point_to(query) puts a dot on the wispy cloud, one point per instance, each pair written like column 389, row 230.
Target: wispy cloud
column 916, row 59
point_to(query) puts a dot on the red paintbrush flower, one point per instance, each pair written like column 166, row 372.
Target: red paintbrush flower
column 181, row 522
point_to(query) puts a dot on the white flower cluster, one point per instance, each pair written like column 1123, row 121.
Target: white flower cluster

*****

§ **EXERCISE AIM**:
Please reproduce all of the records above word for word.

§ **WORKED ANSWER**:
point_to(query) puts a dot on the wispy cloud, one point per instance, each pair written like column 389, row 230.
Target: wispy cloud
column 916, row 59
point_to(query) puts a dot on the red paintbrush flower, one point per instance, each pair written like column 166, row 372.
Target: red paintbrush flower
column 181, row 522
point_to(query) puts a dot on the white flower cluster, one point per instance, each pair written like column 1123, row 121.
Target: white flower cluster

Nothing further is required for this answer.